# Sweeties Easy Rider Pups "Ford"



## Chipper31 (Mar 8, 2009)

Who here has trained a Ford pup or seen one run the past year? Would like to know what they are doing and what thier strengths and weaknesses are..thanks.


----------



## Olaf (Feb 13, 2016)

Chipper31 said:


> Who here has trained a Ford pup or seen one run the past year? Would like to know what they are doing and what thier strengths and weaknesses are..thanks.



I have a Ford pup right now born in November. Haven't done much formal training but I love the pup's drive and energy. Well built dog.


----------



## Chipper31 (Mar 8, 2009)

When was she born? I think we have a pup from the same litter..
I love my pups drive and intelligence. .


----------



## labsforme (Oct 31, 2003)

I have watched 4 of his breedings out here in the NW. The first was out of Haylee.4 pups derby list. Running Qual now with some placementsThey can mark. Intelligent, very fast. I bred to him with my BLF and kept a pup. Running derby and got a JAM last week at 17 months old. I have watched Ford a lot and he's the real deal. Pups are not knuckleheads and not for the heavy handed.Other pups I have seen are doing well in derby as well.

Jeff


----------



## Olaf (Feb 13, 2016)

Chipper31 said:


> When was she born? I think we have a pup from the same litter..
> I love my pups drive and intelligence. .


November 15. She is a keeper.


----------



## Chipper31 (Mar 8, 2009)

I have heard great things from his pups..
Looking forward to warmer weather up here..


----------



## Terry Marshall (Jan 12, 2011)

*Pups are not knuckleheads and not for the heavy handed.Other pups I have seen are doing well in derby as well.*

Well said, I bred Ford to my MH a neice to Bullet and had a litter of 11 on 3/18/15. One male and 10 females. I kept 2 females, the first born a yellow EIC carrier and a black 7th born EIC Clear.Plus I have two back in training. Fantastic marking dogs, super disposition, always wanting to kiss you, great with other dogs, and all swim like beavers from day one. The male, RENO is owned by John Vaeth in New Orleans and he's got this dog ready to run Derbys if he wants to, but I don't think that's in his plans. My dogs have been on the back burner as I have had some help issues and client dogs take priority.
But as a dog guy I couldn't be happier with the pups, mine have a tendency to pounce on the mark which is cute, will load in a top box on my trailer, one actually loaded in my F350 w the tail gate up!!!!!

INFORMATION SUPPLIED:
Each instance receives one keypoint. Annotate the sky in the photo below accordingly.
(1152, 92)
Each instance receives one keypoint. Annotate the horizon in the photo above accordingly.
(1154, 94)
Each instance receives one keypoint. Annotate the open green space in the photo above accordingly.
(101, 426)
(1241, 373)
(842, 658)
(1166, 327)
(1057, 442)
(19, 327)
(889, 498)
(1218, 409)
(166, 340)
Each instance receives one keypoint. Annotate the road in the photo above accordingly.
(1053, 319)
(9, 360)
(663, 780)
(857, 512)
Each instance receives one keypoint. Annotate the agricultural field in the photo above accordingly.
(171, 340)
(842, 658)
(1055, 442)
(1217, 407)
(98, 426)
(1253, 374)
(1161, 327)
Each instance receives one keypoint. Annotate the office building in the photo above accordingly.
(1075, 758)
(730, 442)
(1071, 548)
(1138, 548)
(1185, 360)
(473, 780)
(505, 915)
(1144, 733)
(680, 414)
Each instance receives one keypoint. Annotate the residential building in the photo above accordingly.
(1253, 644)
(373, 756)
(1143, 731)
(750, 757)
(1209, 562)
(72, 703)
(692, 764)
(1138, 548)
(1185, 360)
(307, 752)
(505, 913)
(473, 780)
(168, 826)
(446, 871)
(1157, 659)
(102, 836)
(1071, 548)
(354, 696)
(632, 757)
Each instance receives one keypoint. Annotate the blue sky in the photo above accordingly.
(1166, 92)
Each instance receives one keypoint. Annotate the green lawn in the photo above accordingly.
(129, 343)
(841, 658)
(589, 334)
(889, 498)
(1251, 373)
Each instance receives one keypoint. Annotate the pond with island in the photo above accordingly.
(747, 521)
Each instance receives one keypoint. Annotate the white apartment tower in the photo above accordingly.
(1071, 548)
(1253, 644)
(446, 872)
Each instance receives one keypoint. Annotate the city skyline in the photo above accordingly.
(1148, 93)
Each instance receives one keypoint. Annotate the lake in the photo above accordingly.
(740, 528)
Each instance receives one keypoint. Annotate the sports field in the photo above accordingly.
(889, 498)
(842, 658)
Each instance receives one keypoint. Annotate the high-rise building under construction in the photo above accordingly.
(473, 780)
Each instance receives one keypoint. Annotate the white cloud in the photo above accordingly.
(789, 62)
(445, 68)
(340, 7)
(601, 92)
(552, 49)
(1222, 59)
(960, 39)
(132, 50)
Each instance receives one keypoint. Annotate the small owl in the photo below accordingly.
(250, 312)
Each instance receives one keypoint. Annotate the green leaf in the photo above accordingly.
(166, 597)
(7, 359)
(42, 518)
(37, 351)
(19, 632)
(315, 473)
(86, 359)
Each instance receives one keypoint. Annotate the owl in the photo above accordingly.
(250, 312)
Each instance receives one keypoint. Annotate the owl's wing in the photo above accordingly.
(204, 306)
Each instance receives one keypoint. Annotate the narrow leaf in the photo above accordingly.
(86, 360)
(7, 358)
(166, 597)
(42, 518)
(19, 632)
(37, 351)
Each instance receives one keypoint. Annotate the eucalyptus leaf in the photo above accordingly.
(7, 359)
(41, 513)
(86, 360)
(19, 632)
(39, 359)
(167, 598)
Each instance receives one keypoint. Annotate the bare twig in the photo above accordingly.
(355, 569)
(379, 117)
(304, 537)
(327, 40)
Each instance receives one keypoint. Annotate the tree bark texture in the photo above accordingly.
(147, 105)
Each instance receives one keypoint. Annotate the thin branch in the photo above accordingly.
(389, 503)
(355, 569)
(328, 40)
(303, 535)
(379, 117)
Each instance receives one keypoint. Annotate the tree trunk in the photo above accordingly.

YOUR INSTRUCTIONS: Please carry on the forum thread about Ford's pups from the point where it stops. You can leave the entries aside for this.

TASK OUTPUT:
They are sweet pups and a trainer with a heavy hand or one with his finger on the button will not get the potential out of these dogs.......Don't get carried away with the time table, some might not be mature enough for the Derby but the trainer with patience and consistency will be rewarded. GOOD DOGS


----------



## Renee P. (Dec 5, 2010)

Terry Marshall said:


> *Pups are not knuckleheads and not for the heavy handed.Other pups I have seen are doing well in derby as well.*
> 
> Well said, I bred Ford to my MH a neice to Bullet and had a litter of 11 on 3/18/15. One male and 10 females. I kept 2 females, the first born a yellow EIC carrier and a black 7th born EIC Clear.Plus I have two back in training. Fantastic marking dogs, super disposition, always wanting to kiss you, great with other dogs, and all swim like beavers from day one. The male, RENO is owned by John Vaeth in New Orleans and he's got this dog ready to run Derbys if he wants to, but I don't think that's in his plans. My dogs have been on the back burner as I have had some help issues and client dogs take priority.
> But as a dog guy I couldn't be happier with the pups, mine have a tendency to pounce on the mark which is cute, will load in a top box on my trailer, one actually loaded in my F350 w the tail gate up!!!!!
> They are sweet pups and a trainer with a heavy hand or one with his finger on the button will not get the potential out of these dogs.......Don't get carried away with the time table, some might not be mature enough for the Derby but the trainer with patience and consistency will be rewarded. GOOD DOGS


Terry, I think you got the wrong Ford.


----------



## Chipper31 (Mar 8, 2009)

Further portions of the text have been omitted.